INSTRUCTION. Copy all of the data below word for word, leaving out the pictures.

DATA LISTING.
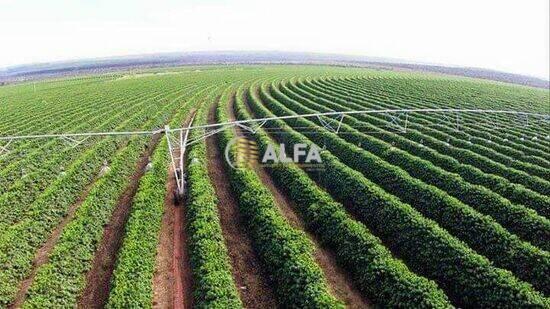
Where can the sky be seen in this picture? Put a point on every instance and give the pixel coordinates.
(506, 35)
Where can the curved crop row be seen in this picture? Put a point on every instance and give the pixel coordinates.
(515, 193)
(133, 274)
(522, 221)
(384, 279)
(471, 128)
(462, 155)
(20, 241)
(282, 249)
(468, 278)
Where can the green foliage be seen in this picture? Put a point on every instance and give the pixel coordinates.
(385, 280)
(286, 252)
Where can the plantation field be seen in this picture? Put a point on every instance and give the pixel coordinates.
(432, 216)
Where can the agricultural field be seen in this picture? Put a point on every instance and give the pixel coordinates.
(449, 212)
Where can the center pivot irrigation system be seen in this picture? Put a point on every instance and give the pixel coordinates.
(178, 138)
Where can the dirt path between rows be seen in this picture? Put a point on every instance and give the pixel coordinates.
(98, 279)
(173, 278)
(42, 255)
(163, 278)
(339, 280)
(252, 283)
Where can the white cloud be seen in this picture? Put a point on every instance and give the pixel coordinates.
(505, 35)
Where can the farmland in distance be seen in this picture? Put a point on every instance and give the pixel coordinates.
(451, 211)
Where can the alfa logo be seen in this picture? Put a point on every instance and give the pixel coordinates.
(247, 154)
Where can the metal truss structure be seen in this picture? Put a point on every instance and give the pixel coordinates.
(178, 138)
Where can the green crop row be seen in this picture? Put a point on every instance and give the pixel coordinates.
(513, 192)
(382, 278)
(133, 273)
(480, 124)
(20, 241)
(467, 133)
(468, 278)
(286, 253)
(431, 127)
(463, 155)
(480, 232)
(23, 191)
(213, 281)
(519, 220)
(406, 90)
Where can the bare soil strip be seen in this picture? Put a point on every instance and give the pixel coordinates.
(251, 281)
(173, 278)
(339, 280)
(98, 279)
(163, 278)
(42, 255)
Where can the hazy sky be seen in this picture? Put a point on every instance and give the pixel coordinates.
(506, 35)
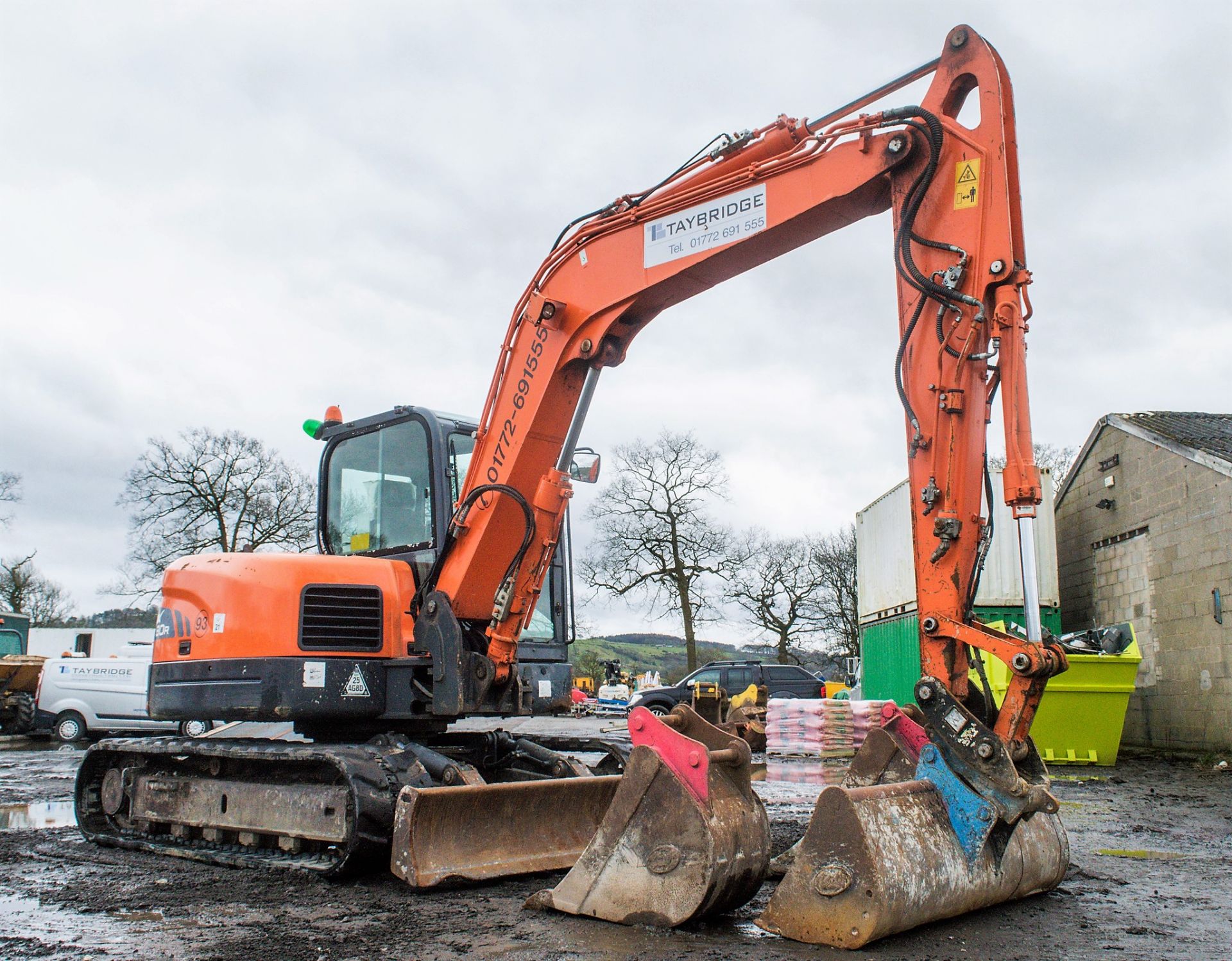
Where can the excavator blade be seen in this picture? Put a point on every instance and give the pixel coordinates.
(486, 831)
(885, 859)
(685, 836)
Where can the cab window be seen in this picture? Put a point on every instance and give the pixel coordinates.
(461, 447)
(541, 627)
(380, 492)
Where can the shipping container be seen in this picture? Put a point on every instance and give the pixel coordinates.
(886, 577)
(890, 650)
(886, 572)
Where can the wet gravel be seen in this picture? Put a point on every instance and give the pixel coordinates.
(64, 899)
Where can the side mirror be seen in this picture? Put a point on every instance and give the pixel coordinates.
(585, 466)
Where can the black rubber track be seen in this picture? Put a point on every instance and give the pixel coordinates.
(373, 777)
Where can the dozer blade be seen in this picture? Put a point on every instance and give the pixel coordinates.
(885, 859)
(685, 836)
(478, 832)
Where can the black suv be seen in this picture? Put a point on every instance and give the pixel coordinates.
(782, 680)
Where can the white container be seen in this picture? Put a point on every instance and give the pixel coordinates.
(886, 566)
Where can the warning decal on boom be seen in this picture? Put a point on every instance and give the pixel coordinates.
(355, 686)
(966, 184)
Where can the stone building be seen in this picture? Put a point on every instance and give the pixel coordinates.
(1145, 535)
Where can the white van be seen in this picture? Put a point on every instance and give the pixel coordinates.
(79, 697)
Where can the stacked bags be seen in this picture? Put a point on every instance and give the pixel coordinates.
(819, 727)
(868, 716)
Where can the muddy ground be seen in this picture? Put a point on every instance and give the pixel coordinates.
(62, 897)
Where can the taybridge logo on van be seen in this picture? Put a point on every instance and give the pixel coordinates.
(95, 671)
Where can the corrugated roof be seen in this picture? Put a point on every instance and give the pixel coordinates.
(1208, 433)
(1202, 438)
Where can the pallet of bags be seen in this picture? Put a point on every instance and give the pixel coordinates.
(810, 727)
(866, 715)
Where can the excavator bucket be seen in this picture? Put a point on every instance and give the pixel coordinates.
(685, 836)
(884, 859)
(889, 753)
(483, 831)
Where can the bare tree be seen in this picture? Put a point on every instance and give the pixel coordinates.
(25, 591)
(778, 584)
(837, 612)
(1055, 458)
(10, 493)
(211, 492)
(653, 535)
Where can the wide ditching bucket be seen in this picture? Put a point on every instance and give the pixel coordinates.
(882, 859)
(487, 831)
(685, 836)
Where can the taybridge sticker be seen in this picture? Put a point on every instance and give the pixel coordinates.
(355, 686)
(708, 226)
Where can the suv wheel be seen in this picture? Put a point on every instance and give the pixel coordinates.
(69, 727)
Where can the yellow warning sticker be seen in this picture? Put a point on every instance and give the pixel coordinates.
(966, 184)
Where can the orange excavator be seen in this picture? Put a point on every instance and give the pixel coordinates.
(372, 647)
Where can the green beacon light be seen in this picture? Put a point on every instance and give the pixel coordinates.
(314, 428)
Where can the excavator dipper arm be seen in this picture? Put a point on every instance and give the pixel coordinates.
(961, 270)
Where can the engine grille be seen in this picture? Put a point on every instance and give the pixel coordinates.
(340, 618)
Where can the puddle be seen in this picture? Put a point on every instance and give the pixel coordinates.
(136, 915)
(38, 745)
(37, 815)
(55, 927)
(1141, 854)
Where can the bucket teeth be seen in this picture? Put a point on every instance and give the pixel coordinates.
(685, 836)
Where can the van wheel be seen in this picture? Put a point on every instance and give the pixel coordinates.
(69, 727)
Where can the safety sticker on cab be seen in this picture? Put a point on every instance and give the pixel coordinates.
(355, 686)
(697, 229)
(966, 184)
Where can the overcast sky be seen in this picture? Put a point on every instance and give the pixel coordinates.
(233, 214)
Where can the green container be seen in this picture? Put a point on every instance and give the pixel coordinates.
(1082, 711)
(890, 651)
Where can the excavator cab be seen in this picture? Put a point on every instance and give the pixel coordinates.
(327, 643)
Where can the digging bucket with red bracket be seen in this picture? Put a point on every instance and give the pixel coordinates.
(684, 838)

OUTPUT FOR THIS EXERCISE.
Where can the sky be seen in this picture? Put a point on every instance and give the pixel coordinates.
(506, 35)
Where can the curved crop row be seen in this picture? Put a point on every instance and give the pixel coordinates.
(515, 193)
(133, 274)
(522, 221)
(384, 279)
(471, 128)
(462, 155)
(20, 241)
(282, 249)
(468, 278)
Where can the green foliage be seen in this picture? Put a point on every instance and give the pixel coordinates.
(385, 280)
(286, 252)
Where can the plantation field be seen in this picture? Put a point on every instance and give the pixel coordinates.
(432, 216)
Where can the agricultural field be seen in this picture? Put a point on every instance and give the pixel coordinates.
(449, 212)
Where can the center pivot irrigation system be seen in this picture? Put a point on every instance and give the pixel coordinates.
(178, 138)
Where can the dirt path between rows be seen in this picture? Put a point on every instance and give the pixel coordinates.
(98, 279)
(173, 278)
(42, 255)
(163, 278)
(339, 280)
(252, 283)
Where can the white cloud be seen in this picture? Put a point on every instance and give the pixel coordinates.
(505, 35)
Where can the farmland in distance be seen in this picture? Put a point on every instance and give the pixel coordinates.
(451, 211)
Where can the alfa logo be seen in this picture? Put a point on every instance and give the pixel coordinates.
(247, 154)
Where can the metal truss structure be seen in this picture? Put a point on every instance and give the pixel coordinates.
(178, 138)
Where can the green crop row be seen in this picture? Put a point on every instance and give the pixel coordinates.
(513, 192)
(382, 278)
(133, 273)
(480, 124)
(20, 241)
(467, 133)
(468, 278)
(286, 253)
(431, 127)
(463, 155)
(480, 232)
(23, 191)
(213, 281)
(519, 220)
(406, 90)
Where can the bare soil strip be seen in this picture? Put a point on every instance and give the pixel coordinates.
(251, 281)
(173, 278)
(339, 280)
(98, 279)
(163, 278)
(42, 255)
Where can the hazy sky be seen in this picture? Put a point on every instance and give the pixel coordinates.
(506, 35)
Where can the excavator blade be seen in this picture? Put a point on every instance and give the pixel coordinates.
(486, 831)
(885, 859)
(685, 836)
Where can the cab window be seen in this picture? Put a point on every instance and give the pixel coordinates.
(461, 447)
(541, 627)
(380, 492)
Where can the shipping container be seen in this picture? Put a point on every instance and give the pixel coordinates.
(886, 577)
(890, 650)
(886, 572)
Where can the wet gravel be seen in this picture? Put a point on every instance and give the pixel coordinates.
(64, 899)
Where can the side mirror be seen in this picture? Put a point on every instance and give the pixel coordinates.
(585, 466)
Where can the black rubber track be seen in this picture? Put a point on every instance and give the pixel coordinates.
(373, 777)
Where can the dozer blade be seen in this picture? Put a point on every instance and give the pixel coordinates.
(885, 859)
(685, 836)
(478, 832)
Where can the black suv be seen in this picture? Put a point on every instance and give the pixel coordinates.
(782, 680)
Where can the white container be seen in this picture? Put a point on every instance and give the pixel coordinates.
(886, 566)
Where can the warning decal on boom be seen in this picture? Put a point on every instance and give the pixel coordinates.
(355, 686)
(966, 184)
Where can the stone building be seen in this picture? Put a point on every instance and give the pixel coordinates.
(1145, 535)
Where can the white van be seen in this picture? Put a point on every instance and give the pixel coordinates.
(79, 697)
Where can the stacked bags be seen in this picture? Put a point on every instance and give the pixel coordinates.
(819, 727)
(868, 716)
Where can the muddy ground be seen in this picture? Put a point on every instance and give the pixel coordinates.
(62, 897)
Where can the taybridge logo on van be seen in this picture? Put a point on every instance and give the pixel coordinates.
(95, 671)
Where can the corrugated roof be seen in this picture? Put a point on every instance and give the pixel coordinates.
(1208, 433)
(1202, 438)
Where can the pallet of bags be seen in this picture? Put a point on every instance and give the pixel coordinates.
(810, 727)
(866, 715)
Where can the excavator bucket be seen in this picture? Put a point on every instance and give the pixel coordinates.
(685, 836)
(884, 859)
(889, 753)
(483, 831)
Where can the bare tree be seen in this picture? Put a point on every instance and give the pixel coordinates.
(25, 591)
(778, 584)
(837, 612)
(1055, 458)
(10, 493)
(211, 492)
(653, 535)
Where can the wide ditching bucket be seen in this picture? Put a point on every instance and give the pixel coordinates.
(882, 859)
(487, 831)
(685, 836)
Where can the taybridge sticker be seen in this picture? Put a point on every instance and give the pixel coordinates.
(355, 686)
(708, 226)
Where can the suv wheel be seen in this picture? Put a point on every instance and give the pixel coordinates.
(69, 727)
Where can the yellow warning sticker be seen in this picture? Put a point on every instance and give the pixel coordinates.
(966, 184)
Where can the orange excavator be seen in this picture? Put a point on every instance and give the pixel coordinates.
(372, 647)
Where can the green beacon light be seen in this picture? Put a point on every instance and give the pixel coordinates.
(314, 428)
Where can the excavator dipper arm be seen in this picture? Put a point on every instance and give the pixel coordinates.
(961, 270)
Where can the engine grille be seen in this picture? Put a point on every instance and give the pixel coordinates.
(340, 618)
Where can the puddle be seen in this picture? Put a point on every instance and give the pixel coordinates.
(136, 915)
(38, 745)
(37, 815)
(55, 927)
(1141, 854)
Where can the bucket teeth be seen in this picture? Put a point on every instance and give the pixel coordinates.
(685, 836)
Where can the van wheel be seen in this picture? Put a point on every instance and give the pixel coordinates.
(69, 727)
Where can the safety sticker on cab be seen in this picture? Put a point on every instance and give the pixel coordinates.
(355, 686)
(697, 229)
(966, 184)
Where can the overcast sky be seen in this picture? Put a point on every instance and give the pixel coordinates.
(233, 214)
Where can the green container be seen in this picture? Put a point on every instance and give the pixel coordinates.
(1082, 711)
(890, 651)
Where can the excavator cab be seen in this picture? Put a point on every instance and give the pixel coordinates.
(327, 643)
Where can the digging bucket with red bracket be seen in this picture? Put a point on every instance and give the pixel coordinates.
(684, 838)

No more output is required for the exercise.